PROBLEM DETAILS
Only one span belongs in the answer: the line holding "# point shape, e.g." through the last line of the entries below, retyped exactly.

Dataset entries
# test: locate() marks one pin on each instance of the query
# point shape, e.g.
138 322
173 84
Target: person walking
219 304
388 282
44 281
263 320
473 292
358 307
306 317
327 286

WRITTEN RESPONSE
# point shape, e.g.
138 322
173 84
Target: person walking
219 304
388 282
44 281
263 320
473 292
358 307
306 317
327 286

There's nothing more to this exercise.